* AIM *
Could you copy each line of the records below word for word, leaving out the pictures?

⁂

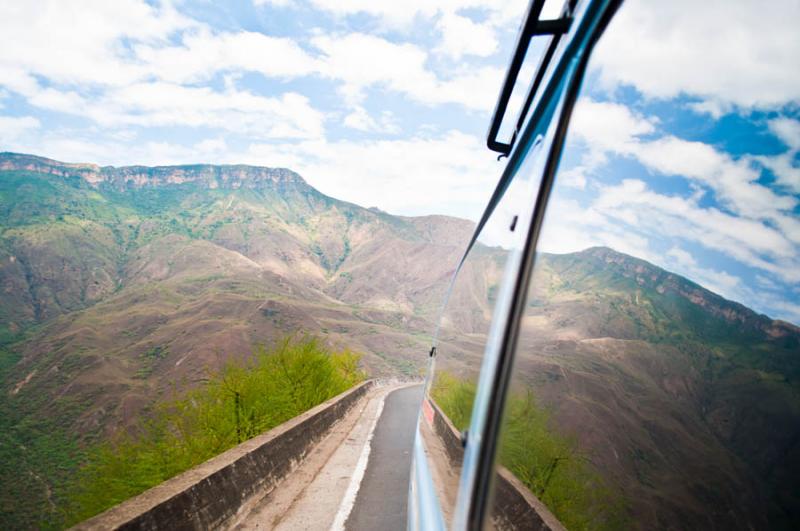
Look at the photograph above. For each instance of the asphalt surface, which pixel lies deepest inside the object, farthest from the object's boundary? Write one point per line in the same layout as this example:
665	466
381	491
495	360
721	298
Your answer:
382	498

⁂

* THE COMPLETED TASK *
Look at the photograph above. For each instance of the asphalt surface, which pixel lies deepest inside the object, farthest from the object's boundary? Write one point per line in the same layout as this example:
665	466
381	491
495	360
721	298
Your answer:
382	498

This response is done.